Goal:
Rewrite every line of the items below in full. Offset each x and y coordinate in the point answers by adding 33.

Source data:
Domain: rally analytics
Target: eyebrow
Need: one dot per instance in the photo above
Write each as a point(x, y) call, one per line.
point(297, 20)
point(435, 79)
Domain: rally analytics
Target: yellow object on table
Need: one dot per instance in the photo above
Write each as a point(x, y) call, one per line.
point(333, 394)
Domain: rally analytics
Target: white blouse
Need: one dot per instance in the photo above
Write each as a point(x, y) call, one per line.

Result of the task:
Domain: rally analytics
Target: eyebrow
Need: one dot per instance in the photo above
Write each as a point(x, y) call, one per line.
point(330, 53)
point(468, 112)
Domain: rally analytics
Target: yellow object on table
Need: one dot per instance in the photo above
Write each as a point(x, y) call, one per line.
point(366, 427)
Domain: rally analytics
Target: white blouse
Need: one dot per instance in the photo above
Write each as a point(x, y) call, one per line.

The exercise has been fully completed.